§ WRITTEN PROBLEM 1: Can you copy the Haiku d'Etat passage word for word, from "Haiku d'Etat is" up to and including "produced the album."?
§ WRITTEN PROBLEM 2: Can you extend the Haiku d'Etat passage, picking up right after its final sentence?

§ PASSAGE TO READ:
┏━━
Haiku d'Etat is a super group rap trio featuring Aceyalone and Myka 9 of Freestyle Fellowship and Abstract Rude of Abstract Tribe Unique. All three members are heavily affiliated with Project Blowed, Aceyalone and Abstract Rude being co-founders. The name "Haiku d'Etat" is a portmanteau of haiku and coup d'état, implying something akin to a musical revolution or a "poetic takeover" as one of their songs puts it.

History
Haiku d'Etat released their first album Haiku d'Etat in 1999. It features San Francisco Bay Area live musicians such as David Boyce on saxophone, Emerson Cardenas on bass, Michael Cavaseno on guitar, Damion Gallegos of Fungo Mungo, kBrandow, and The Coup on his Fender Rhodes-88 electric piano and Adrian Burley on drums and percussion. Burley also produced the album. 

The rap trio regrouped in 2004 without producer Adrian Burley or his band Haiku d'Etat to release the second album Coup de Theatre produced by Fat Jack. Each of the members are frequently featured on each other's albums and videos, as well as being known to appear as special guests during each other's live stage shows.
┗━━
§ EXTRACTED DATA:
┏━━
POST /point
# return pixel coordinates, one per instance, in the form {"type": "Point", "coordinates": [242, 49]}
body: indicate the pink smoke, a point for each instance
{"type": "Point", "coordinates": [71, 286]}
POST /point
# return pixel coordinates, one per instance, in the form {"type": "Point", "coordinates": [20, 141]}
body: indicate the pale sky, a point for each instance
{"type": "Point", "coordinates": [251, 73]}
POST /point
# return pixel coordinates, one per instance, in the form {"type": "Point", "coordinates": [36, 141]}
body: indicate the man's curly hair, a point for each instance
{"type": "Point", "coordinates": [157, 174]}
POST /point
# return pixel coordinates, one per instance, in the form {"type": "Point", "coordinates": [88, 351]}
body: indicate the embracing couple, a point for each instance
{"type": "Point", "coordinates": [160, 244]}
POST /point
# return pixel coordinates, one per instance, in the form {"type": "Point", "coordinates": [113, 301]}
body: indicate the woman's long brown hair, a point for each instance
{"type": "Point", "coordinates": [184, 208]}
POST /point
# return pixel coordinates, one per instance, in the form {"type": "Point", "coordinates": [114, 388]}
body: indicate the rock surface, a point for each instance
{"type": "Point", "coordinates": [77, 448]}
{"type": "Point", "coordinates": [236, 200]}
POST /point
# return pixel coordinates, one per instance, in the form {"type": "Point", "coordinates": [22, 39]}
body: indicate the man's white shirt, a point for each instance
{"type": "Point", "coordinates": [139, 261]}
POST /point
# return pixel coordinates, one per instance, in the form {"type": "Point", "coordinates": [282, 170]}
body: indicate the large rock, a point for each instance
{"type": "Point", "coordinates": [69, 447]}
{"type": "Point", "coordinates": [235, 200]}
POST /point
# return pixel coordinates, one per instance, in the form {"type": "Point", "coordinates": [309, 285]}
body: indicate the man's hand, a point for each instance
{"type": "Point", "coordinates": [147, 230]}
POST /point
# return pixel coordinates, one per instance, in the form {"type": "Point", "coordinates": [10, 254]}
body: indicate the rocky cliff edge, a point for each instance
┗━━
§ REPLY 1:
Haiku d'Etat is a super group rap trio featuring Aceyalone and Myka 9 of Freestyle Fellowship and Abstract Rude of Abstract Tribe Unique. All three members are heavily affiliated with Project Blowed, Aceyalone and Abstract Rude being co-founders. The name "Haiku d'Etat" is a portmanteau of haiku and coup d'état, implying something akin to a musical revolution or a "poetic takeover" as one of their songs puts it.

History
Haiku d'Etat released their first album Haiku d'Etat in 1999. It features San Francisco Bay Area live musicians such as David Boyce on saxophone, Emerson Cardenas on bass, Michael Cavaseno on guitar, Damion Gallegos of Fungo Mungo, kBrandow, and The Coup on his Fender Rhodes-88 electric piano and Adrian Burley on drums and percussion. Burley also produced the album.

§ REPLY 2:
Discography

Albums
 Haiku d'Etat (1999)
 Coup de Theatre (2004)

Singles
 Los Dangerous (1997)
 Mike, Aaron & Eddie (2004)
 Triumvirate (2005)

Guest appearances
 "Ride Off In The Sunset" "Live Set" "Purgatory" "Place We Call Home" on Calicomm 2004 (2005)
 "Top Qualified" by Gift of Gab on Supreme Lyricism Vol. 1 (2006)

 “Coming with the Sound” by Resin Dogs

References

External links
 Haiku d'Etat on Project Blowed
 Haiku d'Etat on Myspace
 Interview in December 2004 with Hip Hop Core

American hip hop musicians
West Coast hip hop musicians
Supergroups (music)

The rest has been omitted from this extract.